_EXTRAIT FOURNI_:
_ _ _

DVD/Blu-ray de Noël (2) : LITTLE BIG MAN

Après Body Double, L’année du dragon et Panique à Needle Park, la collection des Coffrets Ultra Collector de Carlotta propose d’explorer l’univers d’un autre chef-d’œuvre du cinéma américain, dans un nouveau master restauré HD, et assorti comme il se doit de suppléments renversants.

« Les hommes blancs croient que tout est mort. Pierre, terre, animaux, et les gens, même ceux de leur propre race. Si les choses essaient de vivre, les Blancs les détruisent aussitôt. »

 

Little Big Man

Arthur Penn
1970
En Coffret Ultra Collector Limité et Numéroté (Blu-ray+DVD+Livre) chez Carlotta depuis le 19 octobre 2016

Agé de cent vingt et un ans, Jack Crabb (Dustin Hoffman), qui se dit le dernier survivant blanc de la bataille de Little Bighorn, reçoit à l’hospice un journaliste venu recueillir son témoignage sur le mode de vie des Indiens des plaines. Il entreprend de lui raconter son parcours extraordinaire, qui commence par le massacre de sa famille par les Indiens Pawnee, lorsqu’il avait dix ans…

Je dois l’avouer, Little Big Man n’a jamais été mon film préféré du réalisateur du Gaucher, Bonnie And Clyde ou La poursuite impitoyable. Son côté burlesque, parodique, ses personnages outrés voire grotesques et le jeu de Dustin Hoffman, constamment ahuri, m’ont toujours semblé un tantinet pénibles. Mais il émane malgré tout de ce conte philosophique déguisé en western un aspect crépusculaire remarquable, et c’est tout le talent d’Arthur Penn : avoir choisi l’absurde et le mélange des genres pour mieux exposer les injustices, les mensonges et finalement l’horreur du génocide indien. Contrairement au Soldat Bleu, d’une violence inouïe, projeté à la même époque, Little Big Man adopte le ton de la comédie picaresque pour mieux servir sa cause. Dans la lignée des grands films contestataires des 70’s, en pleine guerre du Vietnam, l’épopée d’Arthur Penn, adaptée de Mémoires d’un visage pâle, le livre politiquement incorrect de Thomas Berger publié en 1964, est non seulement une dénonciation de l’extermination du peuple indien, mais elle tourne en ridicule la mythologie de la conquête de l’Ouest, tout en pointant du doigt l’impérialisme américain. Jack Crabb est un authentique anti-héros, ballotté par l’histoire et qui, pour survivre, ne cesse de changer de camp et de culture, au gré des événements. Adopté par les Cheyennes, qui lui inculquent leurs valeurs humanistes, sa vie n’aura été qu’une succession de drames et d’échecs (il sera tour à tour guerrier indien, religieux, commerçant, roi de la gâchette, ermite…). Jamais il ne trouvera sa place, et n’aura le contrôle de son destin. Il croisera à plusieurs reprises les grandes figures de l’époque (Buffalo Bill, Custer…) et reviendra toujours à son grand-père indien adoptif, Old Lodge Skins (Peau de la Vieille Hutte) — campé par l’Indien Chief Dan George, qui décrochera la seule nomination à l’Oscar. Sous ses atours comiques, cette fresque de plus de deux heures est semée de moments cruels et tragiques (dès la première image du générique… ), et il s’en dégage une amertume profonde, celle de son héros, et probablement du cinéaste lui-même. A sa sortie, Little Big Man essuiera un échec aux Etats-Unis, mais sera acclamé en Europe. Réhabilitée depuis, cette démystification de l’Ouest américain, dont les images sont époustouflantes de beauté, s’impose comme une œuvre majeure du Nouvel Hollywood.

_ _ _

_Entrées d’étiquetage de position d’objets_:
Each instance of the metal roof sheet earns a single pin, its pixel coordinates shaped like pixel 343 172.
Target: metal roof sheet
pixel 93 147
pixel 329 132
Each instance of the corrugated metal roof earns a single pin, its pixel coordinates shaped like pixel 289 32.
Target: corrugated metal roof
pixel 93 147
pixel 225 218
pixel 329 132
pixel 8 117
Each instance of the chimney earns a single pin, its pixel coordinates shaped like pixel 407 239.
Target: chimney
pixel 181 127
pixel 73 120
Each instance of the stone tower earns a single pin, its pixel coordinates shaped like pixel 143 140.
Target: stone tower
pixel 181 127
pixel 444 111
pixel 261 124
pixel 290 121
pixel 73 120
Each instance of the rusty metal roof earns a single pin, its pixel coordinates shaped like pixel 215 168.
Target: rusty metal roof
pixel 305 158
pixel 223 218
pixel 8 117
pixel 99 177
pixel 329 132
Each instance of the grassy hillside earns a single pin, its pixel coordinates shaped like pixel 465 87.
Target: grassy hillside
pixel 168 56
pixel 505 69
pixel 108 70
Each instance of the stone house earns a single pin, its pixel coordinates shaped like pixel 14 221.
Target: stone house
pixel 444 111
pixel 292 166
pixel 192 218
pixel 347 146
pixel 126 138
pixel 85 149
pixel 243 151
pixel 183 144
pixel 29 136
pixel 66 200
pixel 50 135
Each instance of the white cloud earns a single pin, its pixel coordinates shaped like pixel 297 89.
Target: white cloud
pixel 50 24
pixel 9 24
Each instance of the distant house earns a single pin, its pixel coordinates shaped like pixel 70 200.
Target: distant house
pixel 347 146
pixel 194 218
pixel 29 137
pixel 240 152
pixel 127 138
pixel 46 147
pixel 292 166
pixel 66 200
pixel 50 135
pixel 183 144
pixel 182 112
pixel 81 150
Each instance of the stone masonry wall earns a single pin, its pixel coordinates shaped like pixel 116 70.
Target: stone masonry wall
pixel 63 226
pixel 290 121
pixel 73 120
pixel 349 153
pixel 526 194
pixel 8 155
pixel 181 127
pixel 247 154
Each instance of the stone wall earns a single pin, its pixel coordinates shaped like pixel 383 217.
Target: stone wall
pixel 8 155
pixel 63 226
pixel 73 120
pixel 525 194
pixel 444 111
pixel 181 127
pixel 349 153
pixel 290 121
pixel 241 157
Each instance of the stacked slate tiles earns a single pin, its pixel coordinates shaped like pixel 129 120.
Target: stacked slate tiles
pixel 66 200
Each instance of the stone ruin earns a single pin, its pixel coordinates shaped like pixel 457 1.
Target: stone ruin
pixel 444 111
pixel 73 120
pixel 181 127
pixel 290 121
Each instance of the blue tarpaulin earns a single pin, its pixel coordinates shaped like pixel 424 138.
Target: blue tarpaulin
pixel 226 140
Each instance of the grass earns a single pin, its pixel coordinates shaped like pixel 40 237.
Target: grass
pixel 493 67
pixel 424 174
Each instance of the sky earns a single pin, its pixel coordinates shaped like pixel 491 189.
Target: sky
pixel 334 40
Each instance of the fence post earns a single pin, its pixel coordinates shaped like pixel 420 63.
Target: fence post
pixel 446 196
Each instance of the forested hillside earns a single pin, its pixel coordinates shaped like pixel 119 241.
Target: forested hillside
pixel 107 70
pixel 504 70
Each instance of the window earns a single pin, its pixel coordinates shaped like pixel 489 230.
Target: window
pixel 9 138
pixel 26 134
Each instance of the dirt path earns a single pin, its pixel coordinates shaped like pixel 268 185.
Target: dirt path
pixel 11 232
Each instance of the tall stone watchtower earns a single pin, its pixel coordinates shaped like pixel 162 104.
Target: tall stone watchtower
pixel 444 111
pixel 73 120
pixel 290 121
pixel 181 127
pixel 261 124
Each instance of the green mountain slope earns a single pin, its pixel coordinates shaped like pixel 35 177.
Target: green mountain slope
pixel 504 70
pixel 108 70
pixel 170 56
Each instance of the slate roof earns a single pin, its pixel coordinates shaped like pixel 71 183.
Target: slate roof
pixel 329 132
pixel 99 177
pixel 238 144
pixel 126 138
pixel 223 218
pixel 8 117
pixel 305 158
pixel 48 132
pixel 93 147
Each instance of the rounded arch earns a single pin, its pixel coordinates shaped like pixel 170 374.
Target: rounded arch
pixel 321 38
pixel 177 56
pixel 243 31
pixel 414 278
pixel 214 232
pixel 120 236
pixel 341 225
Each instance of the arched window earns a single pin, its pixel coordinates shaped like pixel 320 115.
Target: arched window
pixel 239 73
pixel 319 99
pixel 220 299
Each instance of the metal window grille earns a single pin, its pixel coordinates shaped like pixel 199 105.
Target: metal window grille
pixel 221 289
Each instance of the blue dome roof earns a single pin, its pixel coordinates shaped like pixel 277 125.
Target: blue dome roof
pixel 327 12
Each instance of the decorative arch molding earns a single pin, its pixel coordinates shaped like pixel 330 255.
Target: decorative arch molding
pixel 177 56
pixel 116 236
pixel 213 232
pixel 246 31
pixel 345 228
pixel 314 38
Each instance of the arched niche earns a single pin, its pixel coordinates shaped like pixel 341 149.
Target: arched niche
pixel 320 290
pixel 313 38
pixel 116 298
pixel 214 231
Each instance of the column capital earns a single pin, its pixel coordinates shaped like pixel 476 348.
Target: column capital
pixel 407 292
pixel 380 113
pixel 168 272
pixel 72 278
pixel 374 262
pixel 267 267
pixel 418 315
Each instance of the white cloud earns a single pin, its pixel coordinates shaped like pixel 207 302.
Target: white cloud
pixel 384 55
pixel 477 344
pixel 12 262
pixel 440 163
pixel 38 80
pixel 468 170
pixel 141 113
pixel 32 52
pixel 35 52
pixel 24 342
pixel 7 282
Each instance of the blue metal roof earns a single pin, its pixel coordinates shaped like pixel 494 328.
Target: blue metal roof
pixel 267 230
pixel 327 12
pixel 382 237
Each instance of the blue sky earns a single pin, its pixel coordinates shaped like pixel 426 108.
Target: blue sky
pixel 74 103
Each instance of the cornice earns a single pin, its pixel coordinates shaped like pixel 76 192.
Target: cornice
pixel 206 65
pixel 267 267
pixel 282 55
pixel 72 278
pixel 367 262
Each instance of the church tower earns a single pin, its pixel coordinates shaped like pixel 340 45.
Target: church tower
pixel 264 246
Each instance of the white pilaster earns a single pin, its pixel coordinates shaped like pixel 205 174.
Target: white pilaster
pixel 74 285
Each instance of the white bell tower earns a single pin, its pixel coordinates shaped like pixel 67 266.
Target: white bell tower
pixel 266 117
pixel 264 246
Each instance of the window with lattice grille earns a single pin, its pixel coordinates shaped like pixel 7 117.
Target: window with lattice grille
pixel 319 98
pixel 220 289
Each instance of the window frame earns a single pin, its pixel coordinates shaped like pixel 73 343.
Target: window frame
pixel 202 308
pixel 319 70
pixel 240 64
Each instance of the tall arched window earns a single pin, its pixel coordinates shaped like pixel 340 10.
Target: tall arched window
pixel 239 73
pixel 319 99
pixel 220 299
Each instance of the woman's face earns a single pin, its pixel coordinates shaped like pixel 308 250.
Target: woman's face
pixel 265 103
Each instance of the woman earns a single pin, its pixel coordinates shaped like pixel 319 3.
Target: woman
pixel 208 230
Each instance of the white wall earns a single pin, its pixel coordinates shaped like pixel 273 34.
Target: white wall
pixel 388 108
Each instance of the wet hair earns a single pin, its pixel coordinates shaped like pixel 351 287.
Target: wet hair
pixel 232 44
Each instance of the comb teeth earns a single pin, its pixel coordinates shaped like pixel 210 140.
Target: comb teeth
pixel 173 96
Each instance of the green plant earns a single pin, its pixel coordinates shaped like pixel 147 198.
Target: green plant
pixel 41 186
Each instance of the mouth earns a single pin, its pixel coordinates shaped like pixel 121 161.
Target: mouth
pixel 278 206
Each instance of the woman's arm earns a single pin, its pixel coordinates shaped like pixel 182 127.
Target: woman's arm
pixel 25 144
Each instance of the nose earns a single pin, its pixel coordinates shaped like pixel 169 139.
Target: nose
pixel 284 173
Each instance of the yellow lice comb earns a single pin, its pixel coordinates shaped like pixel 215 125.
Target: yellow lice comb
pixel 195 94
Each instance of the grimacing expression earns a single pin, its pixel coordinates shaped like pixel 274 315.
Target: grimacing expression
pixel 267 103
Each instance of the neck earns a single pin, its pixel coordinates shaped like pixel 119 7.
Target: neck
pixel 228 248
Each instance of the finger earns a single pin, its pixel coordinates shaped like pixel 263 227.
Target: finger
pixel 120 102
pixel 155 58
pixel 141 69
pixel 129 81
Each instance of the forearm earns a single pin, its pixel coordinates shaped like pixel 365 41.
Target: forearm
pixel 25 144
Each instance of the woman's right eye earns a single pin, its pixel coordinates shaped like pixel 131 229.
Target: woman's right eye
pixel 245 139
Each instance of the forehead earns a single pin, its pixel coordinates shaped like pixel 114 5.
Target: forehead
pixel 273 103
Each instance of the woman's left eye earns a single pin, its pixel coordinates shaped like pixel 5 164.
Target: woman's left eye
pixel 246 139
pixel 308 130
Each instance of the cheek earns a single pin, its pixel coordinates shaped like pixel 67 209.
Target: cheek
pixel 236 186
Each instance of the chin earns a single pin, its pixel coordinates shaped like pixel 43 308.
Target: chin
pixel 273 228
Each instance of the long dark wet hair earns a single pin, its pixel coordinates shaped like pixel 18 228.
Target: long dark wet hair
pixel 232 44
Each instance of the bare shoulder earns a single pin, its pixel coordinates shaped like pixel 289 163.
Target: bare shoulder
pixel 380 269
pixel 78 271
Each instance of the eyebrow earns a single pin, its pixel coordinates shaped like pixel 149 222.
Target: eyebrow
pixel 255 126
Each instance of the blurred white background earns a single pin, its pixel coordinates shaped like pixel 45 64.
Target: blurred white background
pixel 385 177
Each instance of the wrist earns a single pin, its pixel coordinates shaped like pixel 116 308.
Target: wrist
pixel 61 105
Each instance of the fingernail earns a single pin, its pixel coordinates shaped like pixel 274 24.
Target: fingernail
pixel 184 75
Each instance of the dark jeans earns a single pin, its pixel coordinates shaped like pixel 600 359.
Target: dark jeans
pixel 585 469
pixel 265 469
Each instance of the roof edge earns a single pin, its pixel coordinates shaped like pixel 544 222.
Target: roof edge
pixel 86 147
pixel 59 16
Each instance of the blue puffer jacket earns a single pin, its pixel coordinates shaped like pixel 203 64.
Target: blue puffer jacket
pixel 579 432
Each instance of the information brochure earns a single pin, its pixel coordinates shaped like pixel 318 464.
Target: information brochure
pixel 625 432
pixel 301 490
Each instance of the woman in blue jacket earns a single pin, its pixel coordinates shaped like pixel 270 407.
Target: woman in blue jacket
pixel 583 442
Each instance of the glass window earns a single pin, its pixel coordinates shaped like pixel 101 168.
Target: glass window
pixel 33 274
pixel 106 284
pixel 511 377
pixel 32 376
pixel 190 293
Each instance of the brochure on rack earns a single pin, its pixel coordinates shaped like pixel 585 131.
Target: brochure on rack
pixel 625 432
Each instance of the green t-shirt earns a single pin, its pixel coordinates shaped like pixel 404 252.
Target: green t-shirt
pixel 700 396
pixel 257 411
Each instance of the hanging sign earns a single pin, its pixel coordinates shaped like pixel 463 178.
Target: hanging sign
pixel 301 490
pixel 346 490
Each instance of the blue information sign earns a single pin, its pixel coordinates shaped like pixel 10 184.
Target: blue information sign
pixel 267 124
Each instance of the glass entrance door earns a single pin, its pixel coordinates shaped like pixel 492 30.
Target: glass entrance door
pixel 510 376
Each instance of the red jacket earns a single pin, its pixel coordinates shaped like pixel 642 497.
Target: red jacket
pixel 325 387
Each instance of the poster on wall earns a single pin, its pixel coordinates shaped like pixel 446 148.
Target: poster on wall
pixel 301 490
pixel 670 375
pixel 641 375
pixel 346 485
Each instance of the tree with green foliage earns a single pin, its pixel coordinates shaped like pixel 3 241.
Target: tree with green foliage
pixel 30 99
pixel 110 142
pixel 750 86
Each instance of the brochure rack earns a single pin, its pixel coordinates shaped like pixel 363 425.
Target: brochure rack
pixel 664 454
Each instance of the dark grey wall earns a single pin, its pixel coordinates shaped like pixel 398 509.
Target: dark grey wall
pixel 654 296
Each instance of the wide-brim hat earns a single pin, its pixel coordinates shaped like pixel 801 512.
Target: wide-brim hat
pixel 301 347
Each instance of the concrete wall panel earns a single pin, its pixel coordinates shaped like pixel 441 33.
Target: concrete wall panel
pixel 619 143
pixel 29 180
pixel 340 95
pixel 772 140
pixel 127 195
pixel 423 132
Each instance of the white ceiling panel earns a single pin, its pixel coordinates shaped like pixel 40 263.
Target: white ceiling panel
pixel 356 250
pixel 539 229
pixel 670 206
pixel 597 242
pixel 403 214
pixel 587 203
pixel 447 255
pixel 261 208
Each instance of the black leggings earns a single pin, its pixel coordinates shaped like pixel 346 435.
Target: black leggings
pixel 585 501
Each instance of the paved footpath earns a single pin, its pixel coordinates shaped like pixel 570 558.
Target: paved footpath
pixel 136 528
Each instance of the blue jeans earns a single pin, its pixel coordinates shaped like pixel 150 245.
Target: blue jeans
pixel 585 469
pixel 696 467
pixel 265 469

_ _ _

_ÉNONCÉ_: Pour chacune des affirmations suivantes, indiquez par oui ou par non si elle concorde avec la critique de Little Big Man, en citant mot pour mot le passage décisif. 1. Le film est adapté d’un livre de Thomas Berger paru en 1964. 2. Dustin Hoffman a reçu la seule nomination à l’Oscar du film. 3. Dès sa sortie, le film a été acclamé aux États-Unis. Les enregistrements ne jouent aucun rôle ici.

_TÂCHE TERMINÉE_:
1. Oui : « adaptée de Mémoires d’un visage pâle, le livre politiquement incorrect de Thomas Berger publié en 1964 »
2. Non : « campé par l’Indien Chief Dan George, qui décrochera la seule nomination à l’Oscar »
3. Non : « A sa sortie, Little Big Man essuiera un échec aux Etats-Unis, mais sera acclamé en Europe. »